> _EXERCISE INSTRUCTIONS_:
Reproduce every record exactly as given.

> _EXTRACTED INFORMATION_:

------------------------

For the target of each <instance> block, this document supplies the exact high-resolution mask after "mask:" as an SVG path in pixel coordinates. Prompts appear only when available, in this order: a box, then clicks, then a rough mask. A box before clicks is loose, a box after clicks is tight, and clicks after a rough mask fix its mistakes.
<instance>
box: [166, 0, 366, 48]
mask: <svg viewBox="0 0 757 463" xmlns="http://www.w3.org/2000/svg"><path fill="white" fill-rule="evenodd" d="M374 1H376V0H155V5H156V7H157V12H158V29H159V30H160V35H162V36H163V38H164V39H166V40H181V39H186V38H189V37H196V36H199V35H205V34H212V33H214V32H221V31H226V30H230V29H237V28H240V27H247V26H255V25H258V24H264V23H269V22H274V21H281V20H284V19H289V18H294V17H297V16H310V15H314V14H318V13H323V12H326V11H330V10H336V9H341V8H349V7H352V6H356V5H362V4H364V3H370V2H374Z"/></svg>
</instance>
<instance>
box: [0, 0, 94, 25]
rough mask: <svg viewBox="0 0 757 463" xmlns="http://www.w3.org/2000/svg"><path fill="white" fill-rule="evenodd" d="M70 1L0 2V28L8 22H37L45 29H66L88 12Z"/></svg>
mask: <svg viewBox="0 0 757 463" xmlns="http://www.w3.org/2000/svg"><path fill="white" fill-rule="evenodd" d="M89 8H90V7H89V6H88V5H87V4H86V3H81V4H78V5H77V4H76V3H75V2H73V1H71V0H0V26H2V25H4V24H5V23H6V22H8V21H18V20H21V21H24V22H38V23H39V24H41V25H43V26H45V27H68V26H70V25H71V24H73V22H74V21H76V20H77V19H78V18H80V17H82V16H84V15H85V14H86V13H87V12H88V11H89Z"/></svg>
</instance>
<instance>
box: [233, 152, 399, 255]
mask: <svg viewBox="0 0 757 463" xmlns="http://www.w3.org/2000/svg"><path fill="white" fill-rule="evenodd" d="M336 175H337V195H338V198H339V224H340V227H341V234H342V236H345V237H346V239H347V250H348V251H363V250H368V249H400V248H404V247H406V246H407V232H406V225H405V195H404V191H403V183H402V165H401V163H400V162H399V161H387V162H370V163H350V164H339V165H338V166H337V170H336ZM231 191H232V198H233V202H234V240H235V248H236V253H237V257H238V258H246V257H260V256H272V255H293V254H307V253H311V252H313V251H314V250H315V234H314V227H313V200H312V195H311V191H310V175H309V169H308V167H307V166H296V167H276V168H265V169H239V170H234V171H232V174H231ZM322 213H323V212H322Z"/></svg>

------------------------

> _RESULT OF THIS TASK_:
For the target of each <instance> block, this document supplies the exact high-resolution mask after "mask:" as an SVG path in pixel coordinates. Prompts appear only when available, in this order: a box, then clicks, then a rough mask. A box before clicks is loose, a box after clicks is tight, and clicks after a rough mask fix its mistakes.
<instance>
box: [166, 0, 366, 48]
mask: <svg viewBox="0 0 757 463" xmlns="http://www.w3.org/2000/svg"><path fill="white" fill-rule="evenodd" d="M374 1H376V0H155V5H156V7H157V12H158V29H159V30H160V35H162V36H163V38H164V39H166V40H181V39H186V38H189V37H196V36H199V35H205V34H212V33H214V32H221V31H226V30H230V29H237V28H240V27H247V26H255V25H258V24H264V23H269V22H274V21H281V20H284V19H289V18H294V17H297V16H310V15H314V14H318V13H323V12H326V11H330V10H336V9H341V8H349V7H352V6H356V5H362V4H364V3H370V2H374Z"/></svg>
</instance>
<instance>
box: [0, 0, 94, 25]
rough mask: <svg viewBox="0 0 757 463" xmlns="http://www.w3.org/2000/svg"><path fill="white" fill-rule="evenodd" d="M70 1L0 2V28L8 22H37L45 29H66L88 12Z"/></svg>
mask: <svg viewBox="0 0 757 463" xmlns="http://www.w3.org/2000/svg"><path fill="white" fill-rule="evenodd" d="M89 8H90V7H89V6H88V5H87V4H86V3H81V4H78V5H77V4H76V3H75V2H73V1H71V0H0V26H2V25H4V24H5V23H6V22H8V21H18V20H21V21H24V22H38V23H39V24H41V25H43V26H45V27H68V26H70V25H71V24H73V22H74V21H76V20H77V19H78V18H80V17H82V16H84V15H85V14H86V13H87V12H88V11H89Z"/></svg>
</instance>
<instance>
box: [233, 152, 399, 255]
mask: <svg viewBox="0 0 757 463" xmlns="http://www.w3.org/2000/svg"><path fill="white" fill-rule="evenodd" d="M336 175H337V195H338V198H339V224H340V227H341V234H342V236H345V237H346V239H347V250H348V251H363V250H368V249H400V248H404V247H406V246H407V232H406V225H405V195H404V191H403V183H402V165H401V163H400V162H399V161H387V162H370V163H350V164H339V165H338V166H337V170H336ZM231 191H232V198H233V202H234V240H235V248H236V253H237V257H238V258H246V257H260V256H272V255H293V254H307V253H311V252H313V251H314V250H315V234H314V227H313V200H312V195H311V191H310V175H309V169H308V167H307V166H296V167H276V168H265V169H239V170H234V171H232V174H231ZM322 213H323V212H322Z"/></svg>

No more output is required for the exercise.